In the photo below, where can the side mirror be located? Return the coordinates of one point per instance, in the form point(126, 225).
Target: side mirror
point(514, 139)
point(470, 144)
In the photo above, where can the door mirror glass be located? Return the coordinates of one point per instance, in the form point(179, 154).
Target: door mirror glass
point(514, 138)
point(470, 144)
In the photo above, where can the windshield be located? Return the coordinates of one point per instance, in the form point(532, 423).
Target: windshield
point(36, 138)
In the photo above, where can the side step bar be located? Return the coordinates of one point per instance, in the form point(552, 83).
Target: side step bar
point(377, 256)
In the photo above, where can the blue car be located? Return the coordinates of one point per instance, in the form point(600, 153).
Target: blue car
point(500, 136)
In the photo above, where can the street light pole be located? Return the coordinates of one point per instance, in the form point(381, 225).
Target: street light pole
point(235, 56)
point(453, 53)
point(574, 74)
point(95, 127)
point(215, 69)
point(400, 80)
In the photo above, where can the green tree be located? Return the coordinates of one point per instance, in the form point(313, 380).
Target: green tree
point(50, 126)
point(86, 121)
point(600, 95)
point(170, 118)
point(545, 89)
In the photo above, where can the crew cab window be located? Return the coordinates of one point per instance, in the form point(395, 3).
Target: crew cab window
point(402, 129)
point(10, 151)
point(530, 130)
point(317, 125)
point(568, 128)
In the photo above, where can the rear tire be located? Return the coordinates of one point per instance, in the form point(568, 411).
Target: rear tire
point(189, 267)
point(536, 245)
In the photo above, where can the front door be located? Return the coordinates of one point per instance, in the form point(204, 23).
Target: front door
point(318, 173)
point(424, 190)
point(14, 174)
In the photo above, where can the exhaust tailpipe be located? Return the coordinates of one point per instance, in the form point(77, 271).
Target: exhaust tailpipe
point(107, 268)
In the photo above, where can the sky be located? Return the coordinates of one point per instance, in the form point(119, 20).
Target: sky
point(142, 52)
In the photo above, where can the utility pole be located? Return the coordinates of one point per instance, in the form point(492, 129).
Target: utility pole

_____

# [PROBLEM TO SOLVE]
Switch "rear tire" to "back tire" wherever it occurs in the lines above, and write out all of the lines again with everything else left the same.

# [RESULT]
In the photo below, where can the side mirror be located? Return the coordinates of one point per instance, in the form point(126, 225).
Target: side mirror
point(514, 139)
point(470, 144)
In the photo above, where can the door mirror glass be located? Return the coordinates of one point per instance, in the form point(179, 154).
Target: door mirror glass
point(514, 138)
point(470, 144)
In the photo above, where can the windshield be located? Return the coordinates of one point per instance, in the form point(532, 423).
Target: windshield
point(36, 138)
In the photo above, where can the side step bar be located? Return the coordinates of one point per instance, in the form point(552, 83).
Target: side step bar
point(377, 256)
In the photo above, where can the blue car be located? Return the coordinates of one point per instance, in the form point(600, 153).
Target: blue car
point(500, 136)
In the photo above, where can the street light pole be located? Return the coordinates of one point per instance, in the form point(381, 225).
Target: street light pole
point(235, 56)
point(453, 53)
point(574, 74)
point(95, 127)
point(215, 69)
point(400, 80)
In the photo above, where can the green tree be located? Return the coordinates of one point per instance, in the form point(313, 380).
Target: green tree
point(50, 126)
point(86, 121)
point(600, 95)
point(170, 118)
point(545, 89)
In the photo above, where can the crew cab window be located? Return the coordinates of one point per instance, in the form point(395, 3).
Target: crew cab window
point(402, 129)
point(10, 151)
point(530, 130)
point(317, 125)
point(568, 128)
In the photo above, where can the back tire be located? Return the coordinates of one point per instance, in the form point(568, 411).
Target: back tire
point(189, 267)
point(536, 245)
In the photo above, where can the front door be located? Return the coordinates of one point per instance, in the form point(204, 23).
Target: front door
point(318, 173)
point(424, 190)
point(14, 174)
In the photo above, where can the exhaust tailpipe be located? Return the coordinates of one point per instance, in the form point(77, 271).
Target: exhaust tailpipe
point(107, 268)
In the photo above, where can the sky be located? Return the coordinates of one point per instance, in the form point(119, 20).
Target: sky
point(142, 52)
In the photo above, where can the utility pole be located? Return the coordinates of one point per instance, in the form point(492, 129).
Target: utility pole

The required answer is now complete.